**Records for the task:**
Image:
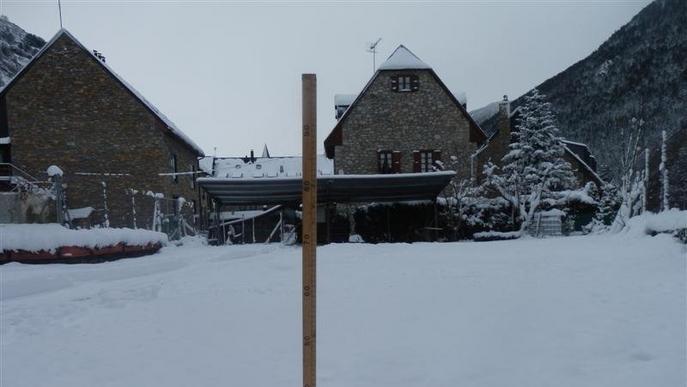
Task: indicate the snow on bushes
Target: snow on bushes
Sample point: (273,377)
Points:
(672,222)
(48,237)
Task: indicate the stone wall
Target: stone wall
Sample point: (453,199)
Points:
(26,207)
(69,111)
(405,122)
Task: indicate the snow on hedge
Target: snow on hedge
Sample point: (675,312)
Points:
(662,222)
(588,311)
(36,237)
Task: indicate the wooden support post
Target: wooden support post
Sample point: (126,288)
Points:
(309,227)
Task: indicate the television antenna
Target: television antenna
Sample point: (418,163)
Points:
(59,7)
(372,48)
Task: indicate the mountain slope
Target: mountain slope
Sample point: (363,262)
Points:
(17,47)
(640,71)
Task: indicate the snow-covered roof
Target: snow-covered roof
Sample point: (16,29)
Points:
(172,127)
(403,59)
(80,213)
(344,99)
(269,167)
(461,96)
(206,164)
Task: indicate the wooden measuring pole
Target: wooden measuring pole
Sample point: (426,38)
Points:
(309,227)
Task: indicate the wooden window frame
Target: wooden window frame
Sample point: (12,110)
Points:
(173,166)
(384,155)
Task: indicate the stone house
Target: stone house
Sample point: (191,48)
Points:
(501,126)
(66,107)
(405,120)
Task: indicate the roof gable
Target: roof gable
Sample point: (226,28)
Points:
(403,59)
(170,126)
(335,137)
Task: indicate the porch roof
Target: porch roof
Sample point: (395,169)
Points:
(330,189)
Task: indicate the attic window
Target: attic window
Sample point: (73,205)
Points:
(405,83)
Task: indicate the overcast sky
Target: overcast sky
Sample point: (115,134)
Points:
(229,73)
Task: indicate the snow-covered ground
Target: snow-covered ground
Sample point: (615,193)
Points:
(579,311)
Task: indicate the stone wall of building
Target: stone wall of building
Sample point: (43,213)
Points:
(427,119)
(68,111)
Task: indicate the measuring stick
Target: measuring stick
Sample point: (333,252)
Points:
(309,227)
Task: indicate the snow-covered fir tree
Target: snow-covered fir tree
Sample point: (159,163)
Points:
(663,168)
(534,168)
(631,185)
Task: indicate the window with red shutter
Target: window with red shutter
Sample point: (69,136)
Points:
(436,160)
(384,161)
(396,162)
(416,161)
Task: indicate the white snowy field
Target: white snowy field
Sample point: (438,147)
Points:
(579,311)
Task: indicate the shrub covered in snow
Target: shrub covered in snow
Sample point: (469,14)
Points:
(48,237)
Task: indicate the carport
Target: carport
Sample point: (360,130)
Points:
(331,189)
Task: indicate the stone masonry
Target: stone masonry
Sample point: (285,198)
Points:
(426,119)
(67,110)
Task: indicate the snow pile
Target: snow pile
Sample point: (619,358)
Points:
(206,164)
(581,311)
(80,213)
(344,99)
(54,170)
(402,59)
(484,113)
(36,237)
(486,236)
(236,167)
(651,223)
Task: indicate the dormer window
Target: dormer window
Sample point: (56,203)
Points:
(405,83)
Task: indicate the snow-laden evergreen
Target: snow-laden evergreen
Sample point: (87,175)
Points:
(663,168)
(632,182)
(534,168)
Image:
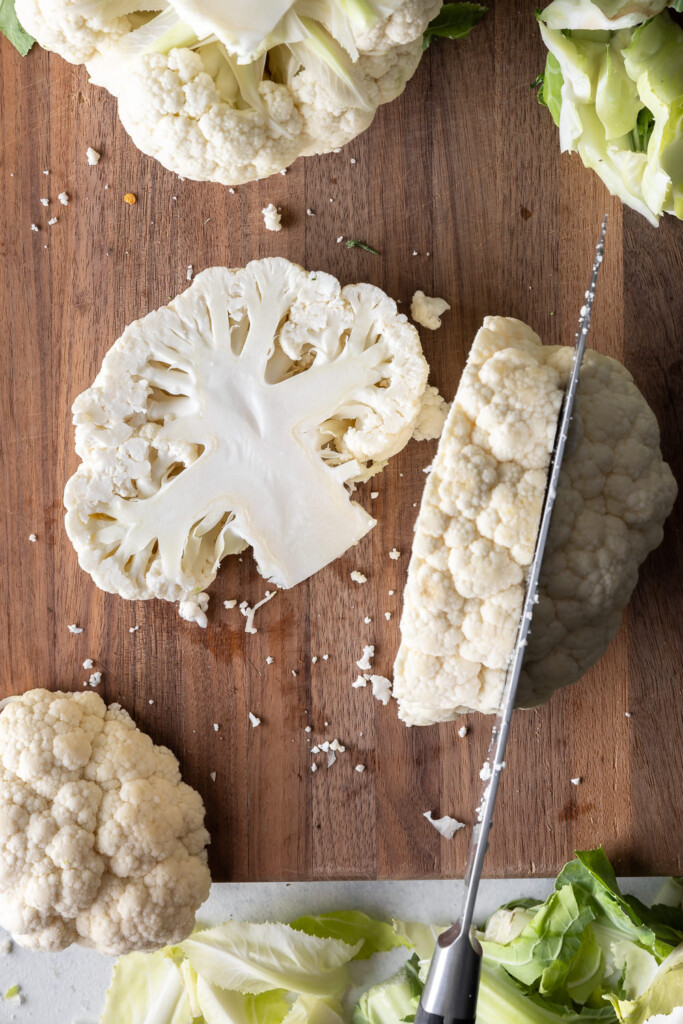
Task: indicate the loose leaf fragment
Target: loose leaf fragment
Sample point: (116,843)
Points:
(455,20)
(10,27)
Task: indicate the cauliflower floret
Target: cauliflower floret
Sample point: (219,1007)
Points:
(428,311)
(479,517)
(236,416)
(100,843)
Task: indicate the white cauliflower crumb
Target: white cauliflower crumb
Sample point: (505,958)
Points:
(381,688)
(428,311)
(249,612)
(368,653)
(446,825)
(271,217)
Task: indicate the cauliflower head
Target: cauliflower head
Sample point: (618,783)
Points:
(240,414)
(100,842)
(236,92)
(479,516)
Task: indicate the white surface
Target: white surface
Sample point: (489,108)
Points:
(69,987)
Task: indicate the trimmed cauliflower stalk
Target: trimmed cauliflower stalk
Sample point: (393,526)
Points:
(240,415)
(479,517)
(233,92)
(100,842)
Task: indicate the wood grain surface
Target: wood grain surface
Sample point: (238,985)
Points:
(465,171)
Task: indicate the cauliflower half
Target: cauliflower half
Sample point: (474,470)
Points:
(233,92)
(239,415)
(479,516)
(100,842)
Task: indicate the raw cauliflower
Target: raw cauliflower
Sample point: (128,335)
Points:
(100,842)
(479,516)
(229,95)
(240,414)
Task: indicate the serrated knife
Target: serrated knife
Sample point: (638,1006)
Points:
(450,995)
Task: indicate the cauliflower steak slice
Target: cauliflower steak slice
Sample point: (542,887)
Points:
(101,843)
(236,416)
(479,516)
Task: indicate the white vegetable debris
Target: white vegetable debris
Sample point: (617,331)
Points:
(368,653)
(249,612)
(446,825)
(428,311)
(271,217)
(381,688)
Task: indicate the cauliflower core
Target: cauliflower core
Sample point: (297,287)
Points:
(229,94)
(237,416)
(479,516)
(100,843)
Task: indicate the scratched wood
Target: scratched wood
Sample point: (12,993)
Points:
(465,171)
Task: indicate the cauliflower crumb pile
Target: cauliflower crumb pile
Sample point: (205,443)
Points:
(101,843)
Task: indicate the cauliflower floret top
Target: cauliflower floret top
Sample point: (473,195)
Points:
(100,842)
(479,516)
(235,416)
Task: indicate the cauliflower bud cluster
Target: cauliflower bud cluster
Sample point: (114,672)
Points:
(242,414)
(100,842)
(235,92)
(479,517)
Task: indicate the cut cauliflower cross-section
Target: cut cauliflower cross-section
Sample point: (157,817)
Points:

**Exercise goal:** Except for the pictures, copy every line of the records above exactly.

**Response to this task:**
Image:
Task: indicate the snow on bushes
Target: snow on bushes
Sample point: (273,377)
Points:
(672,222)
(48,237)
Task: indicate the stone wall
Target: stone wall
Sample point: (453,199)
Points:
(26,207)
(69,111)
(405,122)
Task: indicate the snow on hedge
Target: snow on hedge
Sample point: (675,312)
Points:
(662,222)
(588,311)
(36,237)
Task: indicate the wooden support post
Target: wooden support post
Sample point: (126,288)
Points:
(309,227)
Task: indicate the television antenna
Target: television antenna
Sample point: (418,163)
Points:
(59,7)
(372,48)
Task: indicate the mountain slope
Target: mountain slope
Sample point: (363,262)
Points:
(17,47)
(640,71)
Task: indicate the snow-covered roof
Target: snow-covered roof
Sample point: (16,29)
Points:
(172,127)
(403,59)
(80,213)
(344,99)
(269,167)
(461,96)
(206,164)
Task: indicate the wooden measuring pole
Target: wooden measuring pole
Sample point: (426,38)
Points:
(309,227)
Task: indicate the wooden window frame
Target: wooden window frame
Sample point: (12,110)
Points:
(173,166)
(384,155)
Task: indicate the stone house
Target: stone house
Sample point: (191,48)
Points:
(501,126)
(66,107)
(405,120)
Task: indicate the roof gable
Target: roof gable
Sample point: (226,28)
Points:
(403,59)
(170,126)
(335,137)
Task: indicate the porch roof
Target: porch roof
Sample point: (395,169)
Points:
(330,189)
Task: indicate the attic window
Target: attic window
Sample point: (73,205)
Points:
(405,83)
Task: indicate the overcast sky
Target: overcast sky
Sample point: (115,134)
Points:
(229,73)
Task: indicate the snow-covered ground
Target: snow-covered ground
Sample point: (615,193)
Points:
(579,311)
Task: indicate the stone wall of building
Target: stone wall of building
Sample point: (43,213)
Points:
(427,119)
(68,111)
Task: indicate the measuring stick
Target: measuring stick
Sample point: (333,252)
Points:
(309,227)
Task: indicate the snow-covered fir tree
Target: snow-covered fir tree
Sample point: (159,163)
Points:
(663,168)
(534,168)
(631,185)
Task: indicate the window with red shutter
Target: window with red shutter
Sample point: (69,136)
Points:
(436,160)
(384,161)
(396,162)
(416,161)
Task: indicate the white snowy field
Target: white snowy field
Sample point: (438,147)
Points:
(579,311)
Task: indicate the shrub covered in snow
Target: shrub covered in snow
Sample point: (469,14)
Points:
(48,237)
Task: indicate the carport
Target: carport
Sample point: (360,130)
Points:
(331,189)
Task: indicate the stone masonry
Target: stone masonry
Sample point: (285,198)
Points:
(426,119)
(67,110)
Task: indicate the snow pile
Target: snow pile
Sample point: (619,358)
Points:
(206,164)
(581,311)
(80,213)
(344,99)
(54,170)
(402,59)
(484,113)
(36,237)
(486,236)
(236,167)
(651,223)
Task: indicate the dormer window
Target: dormer window
Sample point: (56,203)
Points:
(405,83)
Task: indicate the snow-laden evergreen
Target: snow-laden evergreen
Sample point: (87,175)
Points:
(663,168)
(632,182)
(534,168)
Image:
Task: indicate the loose leaf fragment
Target: loose leaf fragment
Sample point: (116,843)
Points:
(455,20)
(10,27)
Task: indicate the cauliflower floret
Target: cauliflower floret
Sample point: (219,1007)
Points:
(428,311)
(479,517)
(236,416)
(100,843)
Task: indicate the white cauliflower crumb
Target: white cauliflower crumb
Sample point: (505,958)
Points:
(381,688)
(428,311)
(249,612)
(368,653)
(446,825)
(271,217)
Task: indicate the cauliflower head
Target: cauliflower head
Sample point: (618,783)
Points:
(240,414)
(100,842)
(236,92)
(479,516)
Task: indicate the white surface
Target: white surface
Sample point: (489,108)
Points:
(69,987)
Task: indicate the trimmed cauliflower stalk
Target: trimmed cauliflower stalk
Sample point: (393,526)
Points:
(240,415)
(479,517)
(233,92)
(100,842)
Task: indicate the wood grain surface
Target: wood grain surface
Sample point: (238,985)
Points:
(465,171)
Task: indicate the cauliflower half
Target: cauliflower half
Sample point: (474,470)
Points:
(233,92)
(239,415)
(479,516)
(100,842)
Task: indicate the raw cauliflower
Target: raw cauliflower
Sample point: (128,335)
Points:
(100,842)
(479,516)
(229,95)
(240,414)
Task: indicate the serrated knife
Target: serrated knife
Sample point: (638,1006)
Points:
(450,995)
Task: indicate the cauliflower steak slice
Target: cauliflower steak slice
Sample point: (542,887)
Points:
(101,843)
(236,416)
(479,516)
Task: indicate the white vegetable debris
Target: white vegetable debris
Sample point: (617,331)
Points:
(368,653)
(249,612)
(446,825)
(428,311)
(271,217)
(381,688)
Task: indicate the cauliflower core
Target: cauliflower core
Sample point: (297,287)
Points:
(229,94)
(237,416)
(479,516)
(100,843)
Task: indicate the scratched wood
Target: scratched wood
Sample point: (12,993)
Points:
(465,171)
Task: indicate the cauliflower crumb pile
Target: cauliflower crumb pile
Sample point: (205,443)
Points:
(101,843)
Task: indicate the cauliflower floret top
Target: cauliflower floret top
Sample point: (473,195)
Points:
(100,842)
(479,516)
(235,416)
Task: indicate the cauliflower bud cluster
Target: cauliflower bud cluster
Sample point: (114,672)
Points:
(242,414)
(100,842)
(235,92)
(479,517)
Task: indicate the cut cauliflower cross-section
Target: cut cauliflower cross-section
Sample point: (157,817)
Points:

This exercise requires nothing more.